- REQUIRED WORK
Please reproduce the entries exactly, skipping each picture.

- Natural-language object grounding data
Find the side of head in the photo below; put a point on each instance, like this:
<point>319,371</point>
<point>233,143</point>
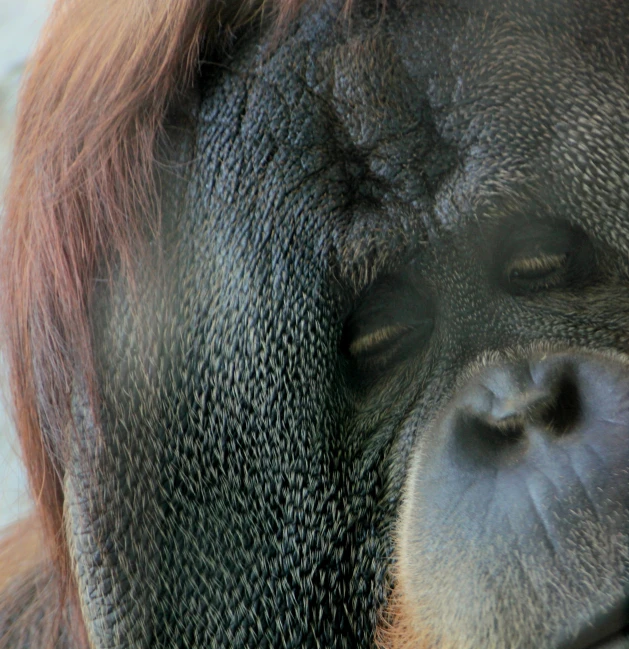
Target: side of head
<point>367,382</point>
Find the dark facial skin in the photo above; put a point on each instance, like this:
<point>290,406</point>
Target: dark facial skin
<point>383,238</point>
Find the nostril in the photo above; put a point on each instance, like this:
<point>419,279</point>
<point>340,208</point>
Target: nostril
<point>478,441</point>
<point>563,412</point>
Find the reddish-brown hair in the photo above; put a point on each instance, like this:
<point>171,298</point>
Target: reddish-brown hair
<point>82,194</point>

- SOLUTION FOR THIS EXERCISE
Find the side of head in the photo below; put a point on each instance, like this:
<point>319,371</point>
<point>233,143</point>
Target: side of head
<point>367,382</point>
Find the dark facial skin in the photo above; put a point on each instance, like this:
<point>290,406</point>
Target: dark facial skin
<point>383,238</point>
Find the nostril in the photo above; put a point on each instance, like this:
<point>419,279</point>
<point>340,208</point>
Target: nostril
<point>478,441</point>
<point>563,412</point>
Find the reddish-brown hair in the photo above; put a point on each instance, like this:
<point>171,298</point>
Target: reddish-brown hair
<point>82,194</point>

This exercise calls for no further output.